**Exercise instructions**
From the first line to the last, restate the records word for word, skipping the pictures.

-- Task data follows --

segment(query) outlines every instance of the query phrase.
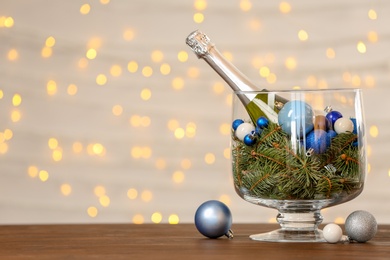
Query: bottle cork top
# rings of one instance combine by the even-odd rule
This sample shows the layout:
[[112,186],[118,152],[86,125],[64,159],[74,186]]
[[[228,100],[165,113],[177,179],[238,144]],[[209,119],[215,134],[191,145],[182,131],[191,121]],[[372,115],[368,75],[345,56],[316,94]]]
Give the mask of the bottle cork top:
[[210,42],[210,38],[199,30],[188,35],[186,43],[198,58],[207,54],[209,49],[214,47],[214,44]]

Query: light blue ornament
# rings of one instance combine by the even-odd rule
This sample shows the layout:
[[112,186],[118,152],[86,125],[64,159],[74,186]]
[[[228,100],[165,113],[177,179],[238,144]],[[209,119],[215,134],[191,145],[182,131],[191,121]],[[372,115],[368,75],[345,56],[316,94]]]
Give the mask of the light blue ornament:
[[278,123],[290,136],[300,139],[314,128],[314,113],[309,104],[292,100],[284,104],[278,114]]
[[218,200],[204,202],[195,213],[195,226],[198,231],[209,238],[227,236],[233,238],[230,230],[232,215],[229,208]]

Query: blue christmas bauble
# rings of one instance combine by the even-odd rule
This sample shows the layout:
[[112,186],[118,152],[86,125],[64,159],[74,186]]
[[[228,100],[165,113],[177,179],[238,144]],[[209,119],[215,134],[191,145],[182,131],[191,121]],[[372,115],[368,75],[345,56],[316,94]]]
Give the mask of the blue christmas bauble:
[[252,146],[256,143],[256,132],[252,131],[244,137],[244,144]]
[[317,129],[311,131],[306,136],[306,150],[312,148],[314,153],[322,154],[326,151],[327,148],[326,140],[327,140],[327,135],[324,130]]
[[289,135],[302,138],[314,128],[314,113],[309,104],[292,100],[284,104],[278,114],[278,123]]
[[233,128],[233,130],[236,131],[237,127],[238,127],[239,125],[241,125],[242,123],[244,123],[244,120],[242,120],[242,119],[236,119],[236,120],[234,120],[233,123],[232,123],[232,128]]
[[339,111],[332,110],[328,114],[326,114],[326,118],[329,120],[330,124],[332,125],[332,128],[334,126],[334,123],[337,121],[337,119],[342,118],[343,115]]
[[355,135],[357,134],[357,124],[356,124],[356,118],[350,118],[352,123],[353,123],[353,131],[352,133],[354,133]]
[[261,133],[263,132],[263,129],[261,129],[260,127],[256,126],[255,132],[256,132],[256,135],[260,136]]
[[218,238],[229,234],[232,215],[229,208],[218,200],[204,202],[195,213],[195,226],[209,238]]
[[268,127],[268,119],[264,116],[261,116],[256,120],[256,124],[258,127],[260,127],[260,129],[267,128]]
[[337,133],[336,131],[333,131],[333,130],[329,130],[327,133],[326,133],[326,146],[329,147],[330,144],[332,143],[332,139],[334,137],[336,137]]

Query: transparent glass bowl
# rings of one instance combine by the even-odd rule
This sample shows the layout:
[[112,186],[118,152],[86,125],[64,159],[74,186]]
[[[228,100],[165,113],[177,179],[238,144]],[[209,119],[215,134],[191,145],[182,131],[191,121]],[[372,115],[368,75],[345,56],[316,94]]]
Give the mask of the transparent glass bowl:
[[325,241],[318,229],[321,209],[363,191],[362,109],[359,89],[235,92],[235,190],[247,202],[277,209],[280,224],[280,229],[251,239]]

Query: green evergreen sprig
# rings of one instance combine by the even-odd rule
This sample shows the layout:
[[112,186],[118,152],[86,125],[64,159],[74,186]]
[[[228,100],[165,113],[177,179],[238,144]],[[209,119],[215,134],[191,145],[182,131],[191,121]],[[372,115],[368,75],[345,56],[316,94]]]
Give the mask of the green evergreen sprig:
[[263,199],[329,199],[361,189],[357,135],[338,134],[323,154],[307,154],[270,122],[254,146],[234,137],[233,176],[241,193]]

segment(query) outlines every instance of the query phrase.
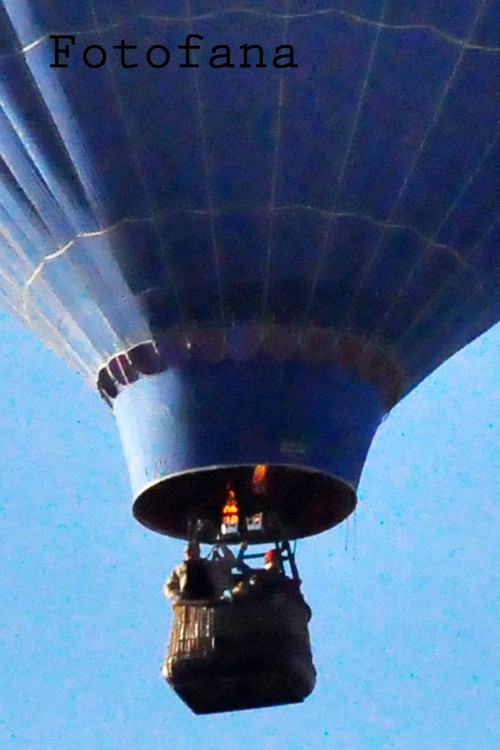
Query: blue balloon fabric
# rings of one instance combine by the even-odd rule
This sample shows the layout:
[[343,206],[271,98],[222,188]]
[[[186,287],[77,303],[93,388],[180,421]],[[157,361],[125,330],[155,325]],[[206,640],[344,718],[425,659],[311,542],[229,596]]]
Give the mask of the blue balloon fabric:
[[499,73],[495,0],[3,0],[4,304],[110,402],[328,361],[373,434],[500,318]]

-- Task data concluded --

**Completed task**
segment(query) outlines every instance of the query phrase.
Query: bottle cork top
# rings of one instance combine by the even-odd rule
This sample shows the layout:
[[112,186],[118,152],[86,125],[64,159],[74,186]]
[[[228,100],[165,113],[177,179],[238,144]],[[209,119],[215,134],[191,145],[182,131],[191,121]],[[372,115],[368,75],[345,56],[316,94]]]
Give the mask of the bottle cork top:
[[210,42],[210,38],[199,30],[188,35],[186,43],[198,58],[207,54],[209,49],[214,47],[214,44]]

Query: light blue ornament
# rings of one instance combine by the even-odd rule
This sample shows the layout:
[[112,186],[118,152],[86,125],[64,159],[74,186]]
[[[228,100],[165,113],[177,179],[238,144]],[[209,119],[215,134],[191,145],[182,131],[191,121]],[[372,115],[368,75],[345,56],[316,94]]]
Give the mask of the light blue ornament:
[[278,123],[290,136],[300,139],[314,128],[314,113],[309,104],[292,100],[284,104],[278,114]]
[[218,200],[204,202],[195,213],[195,226],[198,231],[209,238],[227,236],[233,238],[230,230],[232,215],[229,208]]

Query: blue christmas bauble
# rings of one instance combine by the even-odd rule
This sample shows the layout:
[[112,186],[118,152],[86,125],[64,159],[74,186]]
[[[228,100],[165,113],[177,179],[238,144]],[[209,119],[215,134],[191,145],[182,131],[191,121]],[[372,115],[368,75],[345,56],[316,94]]]
Give the mask of the blue christmas bauble:
[[252,146],[256,143],[256,132],[252,131],[244,137],[244,144]]
[[317,129],[311,131],[306,136],[306,150],[312,148],[314,153],[322,154],[326,151],[327,148],[326,140],[327,140],[327,135],[324,130]]
[[289,135],[302,138],[314,128],[314,113],[309,104],[292,100],[284,104],[278,114],[278,123]]
[[233,128],[233,130],[236,131],[237,127],[238,127],[239,125],[241,125],[242,123],[244,123],[244,120],[242,120],[242,119],[236,119],[236,120],[234,120],[233,123],[232,123],[232,128]]
[[339,111],[332,110],[328,114],[326,114],[326,118],[329,120],[330,124],[332,125],[332,128],[334,126],[334,123],[337,121],[337,119],[342,118],[343,115]]
[[355,135],[357,134],[357,124],[356,124],[356,118],[350,118],[352,123],[353,123],[353,131],[352,133],[354,133]]
[[261,133],[263,132],[263,129],[261,129],[260,127],[256,126],[255,132],[256,132],[256,135],[260,136]]
[[218,238],[229,234],[232,215],[229,208],[218,200],[204,202],[195,213],[195,226],[209,238]]
[[268,127],[268,119],[264,116],[261,116],[256,120],[256,124],[258,127],[260,127],[260,129],[267,128]]
[[337,133],[336,131],[333,131],[333,130],[329,130],[327,133],[326,133],[326,146],[329,147],[330,144],[332,143],[332,139],[334,137],[336,137]]

Query: transparent glass bowl
# rings of one instance combine by the even-odd rule
This sample shows the layout:
[[112,186],[118,152],[86,125],[64,159],[74,186]]
[[[228,100],[165,113],[177,179],[238,144]],[[209,119],[215,134],[191,145],[182,131],[191,121]],[[372,115],[368,75],[345,56],[316,94]]]
Give the mask of the transparent glass bowl:
[[325,241],[318,229],[321,209],[363,191],[362,109],[359,89],[235,92],[235,190],[247,202],[277,209],[280,224],[280,229],[251,239]]

Query: green evergreen sprig
# rings of one instance combine by the even-odd rule
This sample shows the layout:
[[112,186],[118,152],[86,125],[64,159],[74,186]]
[[[228,100],[165,113],[177,179],[238,144]],[[209,119],[215,134],[191,145],[182,131],[191,121]],[[372,115],[368,75],[345,56],[316,94]]]
Give the mask of the green evergreen sprig:
[[263,199],[329,199],[361,189],[357,135],[338,134],[323,154],[307,154],[270,122],[254,146],[234,137],[233,176],[241,193]]

segment(query) outlines every instance of the query phrase.
Query: blue balloon fabric
# rings of one instance combine by the even-odd rule
This sample shows the layout:
[[343,206],[271,98],[222,188]]
[[[186,287],[77,303],[93,388],[180,421]],[[157,361],[125,330],[155,325]],[[206,640],[344,718],[425,659],[311,542],[229,596]]]
Give the mask of the blue balloon fabric:
[[499,73],[495,0],[3,0],[4,304],[110,402],[328,361],[373,434],[500,318]]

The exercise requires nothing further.